##### Records for this exercise

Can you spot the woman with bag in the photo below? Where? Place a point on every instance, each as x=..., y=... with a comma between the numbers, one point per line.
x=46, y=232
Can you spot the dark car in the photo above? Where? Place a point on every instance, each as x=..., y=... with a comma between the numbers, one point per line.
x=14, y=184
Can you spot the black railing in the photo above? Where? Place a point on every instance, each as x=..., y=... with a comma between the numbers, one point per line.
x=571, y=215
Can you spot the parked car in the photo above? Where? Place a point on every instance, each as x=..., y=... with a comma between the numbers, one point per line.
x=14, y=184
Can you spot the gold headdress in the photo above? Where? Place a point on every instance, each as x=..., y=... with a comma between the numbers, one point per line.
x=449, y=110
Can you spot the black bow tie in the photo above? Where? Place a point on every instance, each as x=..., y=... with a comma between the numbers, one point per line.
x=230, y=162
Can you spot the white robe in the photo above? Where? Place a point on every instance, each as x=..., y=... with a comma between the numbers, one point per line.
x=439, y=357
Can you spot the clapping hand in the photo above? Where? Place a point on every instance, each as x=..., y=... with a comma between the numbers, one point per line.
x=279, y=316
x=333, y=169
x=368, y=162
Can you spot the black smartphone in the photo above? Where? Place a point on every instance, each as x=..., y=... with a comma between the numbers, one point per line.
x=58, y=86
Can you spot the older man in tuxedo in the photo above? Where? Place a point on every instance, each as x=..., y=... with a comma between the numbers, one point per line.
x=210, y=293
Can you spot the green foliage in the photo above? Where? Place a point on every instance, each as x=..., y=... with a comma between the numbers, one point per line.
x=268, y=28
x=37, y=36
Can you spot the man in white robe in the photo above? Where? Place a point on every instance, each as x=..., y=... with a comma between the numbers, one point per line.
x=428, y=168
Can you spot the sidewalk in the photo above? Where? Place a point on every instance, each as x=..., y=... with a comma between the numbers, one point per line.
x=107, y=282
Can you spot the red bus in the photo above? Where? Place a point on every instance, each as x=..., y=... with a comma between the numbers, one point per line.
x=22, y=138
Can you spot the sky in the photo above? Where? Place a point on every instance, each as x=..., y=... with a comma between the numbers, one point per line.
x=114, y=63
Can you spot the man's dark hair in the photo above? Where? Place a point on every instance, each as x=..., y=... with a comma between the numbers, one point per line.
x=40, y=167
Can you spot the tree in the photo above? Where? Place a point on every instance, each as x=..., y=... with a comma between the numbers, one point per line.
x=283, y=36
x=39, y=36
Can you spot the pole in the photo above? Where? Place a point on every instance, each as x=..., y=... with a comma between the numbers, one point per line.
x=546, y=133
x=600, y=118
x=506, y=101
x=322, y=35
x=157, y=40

##########

### What is being asked
Turn the rows into a numbered list, starting at the line that holds "Can you spot the red" and running through the last row, both ends included. Leave out any blank lines.

### Correct result
1. Can you spot the red bus in the photo above? Where? Place a point on every instance, each as x=..., y=... with a comma between the numbers, one point per line.
2. x=22, y=138
3. Can you spot the sky in the photo above? Where? Place a point on every instance, each as x=..., y=... with a comma between the numbers, one point per line.
4. x=114, y=63
5. Can you spot the man's dark hair in the photo above? Where? Place a point on every instance, each as x=..., y=... with a comma between the numbers, one point per line.
6. x=40, y=167
7. Can you spot the tree in the photo above? Where? Place a point on every instance, each as x=..., y=... with a comma between the numbers, one point per line.
8. x=283, y=36
9. x=39, y=36
10. Can you spot the pole in the photo above? Where? Place a point on every instance, each as x=..., y=... with a comma between the numbers, one point per line.
11. x=546, y=133
12. x=600, y=118
13. x=506, y=101
14. x=322, y=35
15. x=157, y=40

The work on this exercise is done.